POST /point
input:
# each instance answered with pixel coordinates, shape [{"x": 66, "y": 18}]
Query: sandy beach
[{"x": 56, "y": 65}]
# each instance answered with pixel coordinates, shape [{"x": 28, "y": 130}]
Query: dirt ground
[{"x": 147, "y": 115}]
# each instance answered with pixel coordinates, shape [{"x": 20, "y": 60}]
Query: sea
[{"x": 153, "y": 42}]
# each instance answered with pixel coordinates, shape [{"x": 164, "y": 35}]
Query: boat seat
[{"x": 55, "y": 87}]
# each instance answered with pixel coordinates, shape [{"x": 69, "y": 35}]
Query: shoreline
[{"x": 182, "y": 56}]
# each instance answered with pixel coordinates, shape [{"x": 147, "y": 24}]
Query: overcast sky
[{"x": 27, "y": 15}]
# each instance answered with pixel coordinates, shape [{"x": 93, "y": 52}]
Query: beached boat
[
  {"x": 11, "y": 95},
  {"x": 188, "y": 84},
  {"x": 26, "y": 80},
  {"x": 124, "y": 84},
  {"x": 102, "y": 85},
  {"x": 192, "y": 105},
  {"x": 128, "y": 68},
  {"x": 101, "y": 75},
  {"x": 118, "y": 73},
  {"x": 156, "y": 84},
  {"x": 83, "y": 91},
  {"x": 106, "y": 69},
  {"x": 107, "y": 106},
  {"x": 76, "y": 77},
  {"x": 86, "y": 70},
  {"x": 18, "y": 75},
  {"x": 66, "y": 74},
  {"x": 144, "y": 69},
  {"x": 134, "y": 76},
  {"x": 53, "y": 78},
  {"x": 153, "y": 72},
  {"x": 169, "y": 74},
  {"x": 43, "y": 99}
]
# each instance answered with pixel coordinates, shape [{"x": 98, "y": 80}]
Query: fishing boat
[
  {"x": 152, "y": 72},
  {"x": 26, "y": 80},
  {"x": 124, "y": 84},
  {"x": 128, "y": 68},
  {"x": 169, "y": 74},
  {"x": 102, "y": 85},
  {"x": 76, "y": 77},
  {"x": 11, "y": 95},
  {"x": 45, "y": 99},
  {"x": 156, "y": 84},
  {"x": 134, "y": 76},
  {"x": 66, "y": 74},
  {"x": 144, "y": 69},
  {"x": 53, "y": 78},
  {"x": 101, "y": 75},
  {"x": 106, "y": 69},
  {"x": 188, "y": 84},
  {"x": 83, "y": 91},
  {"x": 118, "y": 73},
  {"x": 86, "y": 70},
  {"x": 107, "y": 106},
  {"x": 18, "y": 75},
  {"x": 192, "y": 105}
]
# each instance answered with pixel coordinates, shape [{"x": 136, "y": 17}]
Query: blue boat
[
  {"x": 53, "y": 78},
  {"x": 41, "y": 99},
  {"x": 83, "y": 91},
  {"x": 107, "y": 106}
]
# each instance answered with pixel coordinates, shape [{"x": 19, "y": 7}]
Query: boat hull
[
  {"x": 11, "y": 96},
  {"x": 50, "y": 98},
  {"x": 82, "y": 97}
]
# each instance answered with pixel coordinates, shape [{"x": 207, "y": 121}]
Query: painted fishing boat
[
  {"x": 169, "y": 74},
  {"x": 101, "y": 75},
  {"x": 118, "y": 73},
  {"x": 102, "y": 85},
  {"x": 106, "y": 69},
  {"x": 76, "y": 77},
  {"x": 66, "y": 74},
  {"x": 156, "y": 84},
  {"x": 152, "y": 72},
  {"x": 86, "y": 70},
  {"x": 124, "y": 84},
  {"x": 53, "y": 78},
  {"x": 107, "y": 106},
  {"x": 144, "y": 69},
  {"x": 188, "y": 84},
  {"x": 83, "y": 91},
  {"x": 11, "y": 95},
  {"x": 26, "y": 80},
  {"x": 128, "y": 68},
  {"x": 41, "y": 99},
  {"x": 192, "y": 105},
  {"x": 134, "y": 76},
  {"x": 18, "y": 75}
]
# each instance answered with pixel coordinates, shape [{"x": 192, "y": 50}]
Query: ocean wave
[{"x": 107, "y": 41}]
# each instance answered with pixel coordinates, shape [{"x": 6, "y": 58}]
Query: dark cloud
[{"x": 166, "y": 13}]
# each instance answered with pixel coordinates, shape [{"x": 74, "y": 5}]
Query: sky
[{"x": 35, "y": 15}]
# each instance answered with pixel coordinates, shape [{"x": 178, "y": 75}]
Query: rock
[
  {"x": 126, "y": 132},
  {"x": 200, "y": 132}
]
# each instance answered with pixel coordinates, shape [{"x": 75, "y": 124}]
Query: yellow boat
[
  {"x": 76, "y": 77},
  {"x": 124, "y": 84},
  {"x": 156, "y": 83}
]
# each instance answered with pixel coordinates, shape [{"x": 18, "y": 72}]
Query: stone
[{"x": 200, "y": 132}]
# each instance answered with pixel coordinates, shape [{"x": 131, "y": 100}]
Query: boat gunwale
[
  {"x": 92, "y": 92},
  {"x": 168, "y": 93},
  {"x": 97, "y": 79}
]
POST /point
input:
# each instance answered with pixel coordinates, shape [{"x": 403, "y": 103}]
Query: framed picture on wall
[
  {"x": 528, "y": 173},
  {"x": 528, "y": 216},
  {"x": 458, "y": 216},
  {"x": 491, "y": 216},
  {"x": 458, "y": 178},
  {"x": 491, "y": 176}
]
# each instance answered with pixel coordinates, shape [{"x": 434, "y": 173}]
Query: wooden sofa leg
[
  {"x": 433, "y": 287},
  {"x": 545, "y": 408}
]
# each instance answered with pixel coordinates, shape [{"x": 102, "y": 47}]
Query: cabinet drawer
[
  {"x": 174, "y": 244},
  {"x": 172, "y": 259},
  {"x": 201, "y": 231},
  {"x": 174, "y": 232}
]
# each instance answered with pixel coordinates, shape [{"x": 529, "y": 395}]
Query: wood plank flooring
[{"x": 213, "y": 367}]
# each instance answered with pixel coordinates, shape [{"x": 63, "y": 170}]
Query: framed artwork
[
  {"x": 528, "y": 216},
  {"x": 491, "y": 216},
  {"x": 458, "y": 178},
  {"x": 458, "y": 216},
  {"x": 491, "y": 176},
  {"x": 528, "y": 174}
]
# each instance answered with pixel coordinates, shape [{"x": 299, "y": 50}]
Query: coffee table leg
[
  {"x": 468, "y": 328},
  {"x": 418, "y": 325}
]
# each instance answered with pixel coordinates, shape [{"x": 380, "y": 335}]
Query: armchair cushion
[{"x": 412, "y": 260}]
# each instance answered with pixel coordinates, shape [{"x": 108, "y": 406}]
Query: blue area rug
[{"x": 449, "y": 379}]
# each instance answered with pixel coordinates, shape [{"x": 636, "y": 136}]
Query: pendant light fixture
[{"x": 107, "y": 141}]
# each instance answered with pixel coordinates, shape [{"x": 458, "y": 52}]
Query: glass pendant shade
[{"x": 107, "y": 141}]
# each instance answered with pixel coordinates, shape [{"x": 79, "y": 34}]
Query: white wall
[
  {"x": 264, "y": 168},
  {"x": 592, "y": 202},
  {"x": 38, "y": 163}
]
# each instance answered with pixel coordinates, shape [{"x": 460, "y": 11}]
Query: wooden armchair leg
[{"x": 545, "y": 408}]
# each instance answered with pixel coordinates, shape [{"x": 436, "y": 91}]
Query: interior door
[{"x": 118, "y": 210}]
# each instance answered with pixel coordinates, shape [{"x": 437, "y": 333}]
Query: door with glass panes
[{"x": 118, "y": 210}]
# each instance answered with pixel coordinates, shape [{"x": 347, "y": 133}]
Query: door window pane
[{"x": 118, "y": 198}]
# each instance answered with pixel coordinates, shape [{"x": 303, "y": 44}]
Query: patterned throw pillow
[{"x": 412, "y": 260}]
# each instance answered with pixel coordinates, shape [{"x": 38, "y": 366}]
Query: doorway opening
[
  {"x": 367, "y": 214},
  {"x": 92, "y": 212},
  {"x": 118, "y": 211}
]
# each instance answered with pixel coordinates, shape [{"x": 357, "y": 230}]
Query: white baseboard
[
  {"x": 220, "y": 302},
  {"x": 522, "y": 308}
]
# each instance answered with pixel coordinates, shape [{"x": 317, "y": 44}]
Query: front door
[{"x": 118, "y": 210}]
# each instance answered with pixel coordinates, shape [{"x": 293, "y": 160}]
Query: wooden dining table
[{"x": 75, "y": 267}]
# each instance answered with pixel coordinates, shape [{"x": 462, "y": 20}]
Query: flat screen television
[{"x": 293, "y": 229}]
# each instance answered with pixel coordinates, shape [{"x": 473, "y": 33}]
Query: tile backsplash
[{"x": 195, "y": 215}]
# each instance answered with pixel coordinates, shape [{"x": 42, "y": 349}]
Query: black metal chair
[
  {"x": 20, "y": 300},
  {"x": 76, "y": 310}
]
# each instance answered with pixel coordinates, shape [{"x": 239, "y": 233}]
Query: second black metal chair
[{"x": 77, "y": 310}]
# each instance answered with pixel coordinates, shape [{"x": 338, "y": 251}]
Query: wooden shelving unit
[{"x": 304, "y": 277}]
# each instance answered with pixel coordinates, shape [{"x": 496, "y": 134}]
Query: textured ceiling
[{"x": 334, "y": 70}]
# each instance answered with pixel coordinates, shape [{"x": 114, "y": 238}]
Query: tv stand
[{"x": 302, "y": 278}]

* * *

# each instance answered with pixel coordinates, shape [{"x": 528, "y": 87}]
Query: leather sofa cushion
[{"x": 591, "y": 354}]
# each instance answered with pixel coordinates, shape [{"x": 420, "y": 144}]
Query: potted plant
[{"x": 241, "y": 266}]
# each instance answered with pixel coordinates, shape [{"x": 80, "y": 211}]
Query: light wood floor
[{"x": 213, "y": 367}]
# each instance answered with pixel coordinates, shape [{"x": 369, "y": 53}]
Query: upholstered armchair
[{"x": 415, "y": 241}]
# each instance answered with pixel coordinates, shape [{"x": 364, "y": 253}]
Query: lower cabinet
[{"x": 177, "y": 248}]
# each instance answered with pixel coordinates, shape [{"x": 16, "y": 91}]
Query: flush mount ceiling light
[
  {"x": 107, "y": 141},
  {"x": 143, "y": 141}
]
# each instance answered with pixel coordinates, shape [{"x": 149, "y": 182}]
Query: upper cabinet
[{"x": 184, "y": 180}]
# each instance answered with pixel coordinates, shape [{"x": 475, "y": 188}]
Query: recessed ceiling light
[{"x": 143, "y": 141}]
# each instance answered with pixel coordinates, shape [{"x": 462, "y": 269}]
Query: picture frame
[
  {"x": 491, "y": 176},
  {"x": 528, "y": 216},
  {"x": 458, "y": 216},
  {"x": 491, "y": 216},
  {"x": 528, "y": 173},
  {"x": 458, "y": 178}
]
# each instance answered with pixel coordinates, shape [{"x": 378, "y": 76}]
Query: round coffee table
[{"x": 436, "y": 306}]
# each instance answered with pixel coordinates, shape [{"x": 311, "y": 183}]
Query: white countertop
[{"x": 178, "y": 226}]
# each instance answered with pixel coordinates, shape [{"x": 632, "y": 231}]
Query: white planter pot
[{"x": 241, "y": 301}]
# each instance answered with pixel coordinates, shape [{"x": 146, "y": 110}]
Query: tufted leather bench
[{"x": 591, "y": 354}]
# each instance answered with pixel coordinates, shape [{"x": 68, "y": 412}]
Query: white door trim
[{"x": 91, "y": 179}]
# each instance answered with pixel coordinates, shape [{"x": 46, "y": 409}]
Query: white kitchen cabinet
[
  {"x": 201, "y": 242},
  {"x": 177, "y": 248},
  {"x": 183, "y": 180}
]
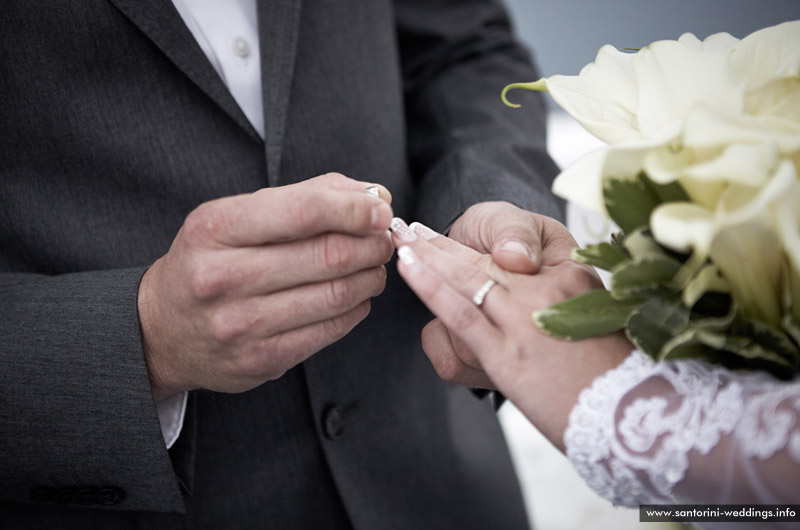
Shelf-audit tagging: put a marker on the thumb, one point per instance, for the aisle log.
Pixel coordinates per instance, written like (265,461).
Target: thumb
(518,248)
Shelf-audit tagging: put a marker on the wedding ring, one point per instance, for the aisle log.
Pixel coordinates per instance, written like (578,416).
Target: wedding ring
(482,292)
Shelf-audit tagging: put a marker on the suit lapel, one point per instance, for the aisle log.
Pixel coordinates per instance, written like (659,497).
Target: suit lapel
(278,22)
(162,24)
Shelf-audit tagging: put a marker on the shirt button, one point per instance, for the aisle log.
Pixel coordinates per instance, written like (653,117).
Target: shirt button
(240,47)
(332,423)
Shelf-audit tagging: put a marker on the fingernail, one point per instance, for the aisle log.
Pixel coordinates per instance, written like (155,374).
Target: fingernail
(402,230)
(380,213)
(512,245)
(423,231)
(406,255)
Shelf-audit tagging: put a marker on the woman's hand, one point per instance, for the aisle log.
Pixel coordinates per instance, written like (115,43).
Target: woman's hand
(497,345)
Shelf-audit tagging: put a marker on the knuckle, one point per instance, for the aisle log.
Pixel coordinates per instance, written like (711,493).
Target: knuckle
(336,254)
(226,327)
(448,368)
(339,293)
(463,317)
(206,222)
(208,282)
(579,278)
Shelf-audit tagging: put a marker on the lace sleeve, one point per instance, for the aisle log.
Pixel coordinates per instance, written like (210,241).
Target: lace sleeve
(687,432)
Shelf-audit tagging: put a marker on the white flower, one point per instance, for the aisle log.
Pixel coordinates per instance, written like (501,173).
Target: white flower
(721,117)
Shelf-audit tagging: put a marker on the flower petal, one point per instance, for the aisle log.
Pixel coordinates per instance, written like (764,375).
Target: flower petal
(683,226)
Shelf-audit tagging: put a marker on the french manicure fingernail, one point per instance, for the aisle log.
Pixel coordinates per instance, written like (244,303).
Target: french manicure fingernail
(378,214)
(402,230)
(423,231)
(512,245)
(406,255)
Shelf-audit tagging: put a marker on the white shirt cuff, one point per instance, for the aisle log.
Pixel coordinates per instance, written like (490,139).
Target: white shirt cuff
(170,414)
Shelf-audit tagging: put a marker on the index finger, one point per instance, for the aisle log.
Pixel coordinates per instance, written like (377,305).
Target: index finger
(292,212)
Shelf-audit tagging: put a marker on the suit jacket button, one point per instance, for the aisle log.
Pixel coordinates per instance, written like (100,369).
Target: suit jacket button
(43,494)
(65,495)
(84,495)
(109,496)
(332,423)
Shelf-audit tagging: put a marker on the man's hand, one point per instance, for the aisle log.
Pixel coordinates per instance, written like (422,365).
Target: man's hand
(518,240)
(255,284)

...

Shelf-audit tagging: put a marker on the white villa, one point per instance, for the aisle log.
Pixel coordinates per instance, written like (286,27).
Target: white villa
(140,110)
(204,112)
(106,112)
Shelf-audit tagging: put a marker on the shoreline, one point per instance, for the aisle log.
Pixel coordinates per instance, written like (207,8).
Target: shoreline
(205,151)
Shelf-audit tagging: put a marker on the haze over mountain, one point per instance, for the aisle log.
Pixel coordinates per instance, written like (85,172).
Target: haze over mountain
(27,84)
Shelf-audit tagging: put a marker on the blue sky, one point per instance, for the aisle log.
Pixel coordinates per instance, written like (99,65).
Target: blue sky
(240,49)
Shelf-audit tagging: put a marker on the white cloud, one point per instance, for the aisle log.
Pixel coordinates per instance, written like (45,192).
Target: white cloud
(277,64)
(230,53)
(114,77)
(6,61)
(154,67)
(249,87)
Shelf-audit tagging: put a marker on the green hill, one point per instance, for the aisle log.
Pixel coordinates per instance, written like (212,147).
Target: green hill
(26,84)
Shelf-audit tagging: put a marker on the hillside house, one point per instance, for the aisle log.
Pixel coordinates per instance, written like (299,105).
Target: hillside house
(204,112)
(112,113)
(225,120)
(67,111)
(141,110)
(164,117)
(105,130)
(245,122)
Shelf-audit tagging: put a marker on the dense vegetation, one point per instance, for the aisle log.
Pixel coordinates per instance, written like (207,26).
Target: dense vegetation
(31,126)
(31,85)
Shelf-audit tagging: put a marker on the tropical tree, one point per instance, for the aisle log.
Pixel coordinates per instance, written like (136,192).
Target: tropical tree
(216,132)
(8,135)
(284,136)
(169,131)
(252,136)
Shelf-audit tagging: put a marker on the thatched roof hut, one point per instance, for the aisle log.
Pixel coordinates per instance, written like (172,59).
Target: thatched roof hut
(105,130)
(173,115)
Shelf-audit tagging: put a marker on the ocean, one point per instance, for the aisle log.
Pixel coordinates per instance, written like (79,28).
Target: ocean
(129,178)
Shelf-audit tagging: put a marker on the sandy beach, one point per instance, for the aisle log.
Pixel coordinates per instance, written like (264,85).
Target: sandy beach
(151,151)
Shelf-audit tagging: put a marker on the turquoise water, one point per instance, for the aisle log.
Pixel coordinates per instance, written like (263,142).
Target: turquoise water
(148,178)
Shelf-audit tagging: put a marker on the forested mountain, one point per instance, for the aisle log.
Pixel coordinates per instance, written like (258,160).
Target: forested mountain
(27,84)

__Requirements__. Count the lines above that contain the string "mountain", treating uppercase and lowercase as different. Reply with the number alone.

__Solution to this task__. 4